• RECORD SET:

################

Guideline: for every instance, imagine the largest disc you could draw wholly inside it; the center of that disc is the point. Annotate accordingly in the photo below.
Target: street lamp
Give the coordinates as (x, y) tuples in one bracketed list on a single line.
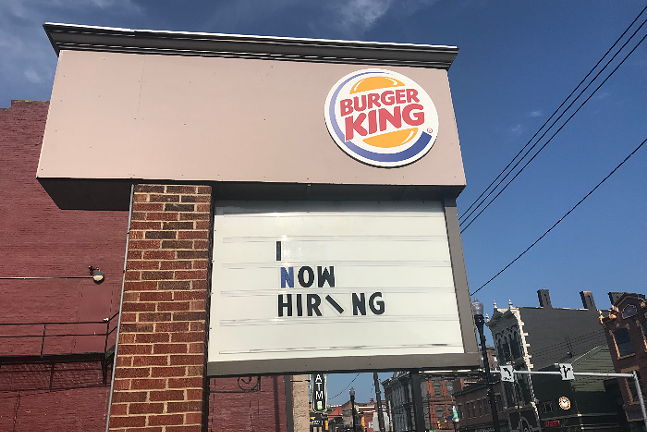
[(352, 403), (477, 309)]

################

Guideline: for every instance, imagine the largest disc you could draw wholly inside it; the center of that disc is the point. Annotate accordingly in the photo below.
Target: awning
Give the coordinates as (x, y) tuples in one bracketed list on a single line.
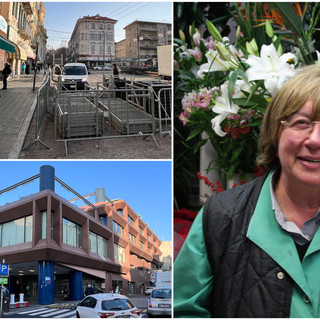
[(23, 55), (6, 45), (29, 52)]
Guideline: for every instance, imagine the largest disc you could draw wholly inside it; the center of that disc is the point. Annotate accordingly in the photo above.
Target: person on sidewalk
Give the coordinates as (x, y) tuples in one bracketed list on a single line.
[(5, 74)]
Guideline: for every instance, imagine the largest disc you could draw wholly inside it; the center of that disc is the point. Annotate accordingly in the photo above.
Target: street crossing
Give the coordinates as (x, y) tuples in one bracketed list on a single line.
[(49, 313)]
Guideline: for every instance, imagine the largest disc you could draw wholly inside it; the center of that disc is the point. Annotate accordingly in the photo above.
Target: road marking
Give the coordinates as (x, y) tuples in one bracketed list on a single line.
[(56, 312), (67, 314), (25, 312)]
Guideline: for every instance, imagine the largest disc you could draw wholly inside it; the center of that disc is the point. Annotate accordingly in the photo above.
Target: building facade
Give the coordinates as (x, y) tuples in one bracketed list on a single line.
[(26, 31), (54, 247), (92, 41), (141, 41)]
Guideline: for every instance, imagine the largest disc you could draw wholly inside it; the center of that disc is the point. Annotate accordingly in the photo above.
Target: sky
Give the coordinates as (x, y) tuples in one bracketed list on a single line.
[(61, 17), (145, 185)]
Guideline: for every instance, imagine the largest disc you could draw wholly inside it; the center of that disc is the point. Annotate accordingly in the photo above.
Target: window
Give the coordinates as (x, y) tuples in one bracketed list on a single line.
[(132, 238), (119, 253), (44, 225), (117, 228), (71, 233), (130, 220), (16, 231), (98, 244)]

################

• WHAT THE EXERCISE ASKS: Count the lines in the entries above that contain the word "street", and reply with the number alone.

• EXPECTED ANSWER: 2